----- Record list

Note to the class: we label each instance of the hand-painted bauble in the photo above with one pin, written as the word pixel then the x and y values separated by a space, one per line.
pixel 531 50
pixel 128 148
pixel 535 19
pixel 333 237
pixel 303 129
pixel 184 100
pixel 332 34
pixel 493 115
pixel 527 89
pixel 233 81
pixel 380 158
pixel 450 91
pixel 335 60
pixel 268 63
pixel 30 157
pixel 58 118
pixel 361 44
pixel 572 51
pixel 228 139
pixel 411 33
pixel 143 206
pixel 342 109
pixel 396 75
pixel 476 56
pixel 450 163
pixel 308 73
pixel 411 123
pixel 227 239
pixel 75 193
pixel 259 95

----------

• Problem:
Reproduce all of the data above line for line, changing no character.

• The solution:
Note to the class: we label each instance of the hand-painted bauble in the photo above with one pin, written as the word pixel then the x and y values separated by a space, one per line.
pixel 531 50
pixel 128 148
pixel 535 19
pixel 333 237
pixel 303 129
pixel 184 100
pixel 332 34
pixel 493 115
pixel 527 89
pixel 233 81
pixel 380 158
pixel 450 91
pixel 335 60
pixel 268 63
pixel 30 157
pixel 58 118
pixel 361 44
pixel 572 51
pixel 228 139
pixel 411 33
pixel 143 206
pixel 342 109
pixel 396 75
pixel 476 56
pixel 450 163
pixel 308 73
pixel 411 123
pixel 227 239
pixel 75 193
pixel 259 95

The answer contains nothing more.